Would Legal Prostitution Better Protect Prostitutes from Violence?



PRO (yes)

Sex Workers Outreach Project-USA (SWOP), in the "Our Values: Sex Work Is Work" section of its website, swopusa.org (accessed Jan. 3, 2018), wrote:

"We maintain that consent and the upholding of individual rights are key differentiators between sex work and sexual assault, and we reject the notion that sex work is inherently linked to violence...

The presence of sex workers in social movements, the visibility of sex workers in communities of all kinds, and societal awareness of sex worker rights as fundamental to human rights in no way perpetuate violence, sexual assault, slavery and trafficking in persons. We believe that when sex work is decriminalized, and when sex workers do not suffer from stigma and discrimination, issues of abuse in the sex trade can be better identified, addressed and nullified."

### Written instruction:
Pick up the legal prostitution debate text where it ends and write what comes next.

(Coordinate annotation entries)
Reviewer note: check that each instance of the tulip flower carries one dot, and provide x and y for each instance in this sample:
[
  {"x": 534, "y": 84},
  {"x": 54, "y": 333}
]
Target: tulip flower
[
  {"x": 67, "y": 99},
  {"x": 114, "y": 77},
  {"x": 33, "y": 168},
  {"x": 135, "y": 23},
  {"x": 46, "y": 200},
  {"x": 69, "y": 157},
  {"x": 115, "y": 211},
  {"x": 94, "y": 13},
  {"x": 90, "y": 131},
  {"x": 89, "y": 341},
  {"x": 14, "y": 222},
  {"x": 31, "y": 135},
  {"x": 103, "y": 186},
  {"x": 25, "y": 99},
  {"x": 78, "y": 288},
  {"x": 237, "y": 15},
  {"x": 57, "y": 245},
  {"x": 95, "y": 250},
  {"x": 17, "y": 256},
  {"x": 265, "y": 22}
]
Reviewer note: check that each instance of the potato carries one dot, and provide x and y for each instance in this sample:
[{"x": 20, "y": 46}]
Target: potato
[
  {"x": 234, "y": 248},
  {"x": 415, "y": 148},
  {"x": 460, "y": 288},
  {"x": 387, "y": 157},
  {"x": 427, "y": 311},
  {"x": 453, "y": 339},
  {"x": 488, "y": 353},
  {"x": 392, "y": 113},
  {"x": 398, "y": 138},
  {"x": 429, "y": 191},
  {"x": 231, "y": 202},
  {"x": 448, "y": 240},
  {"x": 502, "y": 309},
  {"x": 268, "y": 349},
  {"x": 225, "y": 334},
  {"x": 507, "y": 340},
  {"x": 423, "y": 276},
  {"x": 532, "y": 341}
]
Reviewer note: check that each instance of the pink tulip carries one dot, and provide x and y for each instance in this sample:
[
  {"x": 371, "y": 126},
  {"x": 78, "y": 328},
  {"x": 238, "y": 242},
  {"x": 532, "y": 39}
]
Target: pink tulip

### Task answer:
Jan. 3, 2018 - Sex Workers Outreach Project - USA (SWOP) 



Stephen Kastoryano, PhD, Assistant Professor in Empirical Econometrics at the University of Mannheim (Germany), et al., in an Apr. 19, 2017 Cato Institute Research Brief titled "Street Prostitution Zones and Crime," available from cato.org, wrote:

"The Netherlands holds a long tradition of regulated tolerance toward prostitution. Besides the well-known window prostitution in red-light districts, the Dutch government also regulates other parts of the sex industry...

Our empirical results show that opening a tippelzone [designated legal street prostitution zone in the Netherlands] reduces sexual abuse and rape. These results are mainly driven by a 30–40 percent reduction in the first two years after opening the tippelzone. For tippelzones with a licensing system, we additionally find long-term decreases in sexual assault and a 25 percent decrease in drug-related crime, which persists in the medium to long run."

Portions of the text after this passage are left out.